## Document extract
════
I have been seeing a lot of people during my time here, and specifically from this thread here lately, claim that they choose not to believe something because it lacks "scientific proof". It is really quite embarrassing too, because most of the people screaming for "proof!" are, what I would judge as, quite intelligent individuals.

You do realize that the term "scientific proof" is some what a form of oxymora, right?

There is no such thing as "proof" when it comes to science, because there are no final results in science. If you want finality you will have to partake in mathematics or logic as those are the only subjects where proof exists.

I'd love to go on and write my reasoning for this but this article sums it up much better than I ever could:
Common misconceptions about science I: “Scientific proof”

Proofs have two features that do not exist in science: They are final, and they are binary. Once a theorem is proven, it will forever be true and there will be nothing in the future that will threaten its status as a proven theorem (unless a flaw is discovered in the proof). Apart from a discovery of an error, a proven theorem will forever and always be a proven theorem.
════
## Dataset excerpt
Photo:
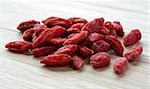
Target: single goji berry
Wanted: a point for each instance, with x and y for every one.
(39, 28)
(27, 35)
(133, 37)
(115, 44)
(67, 49)
(77, 38)
(19, 46)
(120, 65)
(96, 37)
(133, 53)
(77, 62)
(56, 60)
(119, 29)
(23, 26)
(47, 34)
(57, 41)
(85, 52)
(101, 46)
(94, 26)
(110, 26)
(75, 20)
(100, 59)
(43, 51)
(75, 28)
(54, 21)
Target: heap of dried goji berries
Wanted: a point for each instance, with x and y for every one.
(70, 41)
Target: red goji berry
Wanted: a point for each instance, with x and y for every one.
(101, 46)
(19, 46)
(43, 51)
(67, 49)
(133, 37)
(115, 44)
(77, 62)
(56, 60)
(23, 26)
(75, 20)
(77, 38)
(47, 34)
(100, 59)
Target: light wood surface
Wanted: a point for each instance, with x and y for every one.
(18, 71)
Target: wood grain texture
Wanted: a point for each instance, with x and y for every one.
(18, 71)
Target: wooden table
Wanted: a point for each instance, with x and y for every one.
(18, 71)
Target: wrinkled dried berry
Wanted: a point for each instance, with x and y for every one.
(75, 28)
(101, 46)
(23, 26)
(47, 34)
(75, 20)
(67, 49)
(115, 44)
(43, 51)
(133, 37)
(96, 37)
(27, 35)
(85, 52)
(119, 29)
(120, 65)
(133, 53)
(19, 46)
(77, 62)
(110, 26)
(77, 38)
(100, 59)
(56, 60)
(54, 21)
(57, 41)
(94, 26)
(39, 28)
════
## Task instructions
1/ List every field of study that the text on "scientific proof" names.
2/ Continue the text on "scientific proof" from its last sentence.
The material is separate from the text about scientific proof.

## Answers for this exercise
1/ Science, mathematics and logic.

2/
In contrast, all scientific knowledge is tentative and provisional, and nothing is final. There is no such thing as final proven knowledge in science. The currently accepted theory of a phenomenon is simply the best explanation for it among all available alternatives. Its status as the accepted theory is contingent on what other theories are available and might suddenly change tomorrow if there appears a better theory or new evidence that might challenge the accepted theory. No knowledge or theory (which embodies scientific knowledge) is final. That, by the way, is why science is so much fun.


We can look at history and see this all the time. You know this to be true. I'm not going to give the cliché example of how people used to think the world was flat (oops I just did hehe), but there has obviously been a lot of this in the past and when someone says that "I don't believe something just because I choose to, I believe it because of facts" they are most certainly wrong.

In the end, it really does come down to your own personal belief. Unless, of course, you are a nihilist and don't believe in anything.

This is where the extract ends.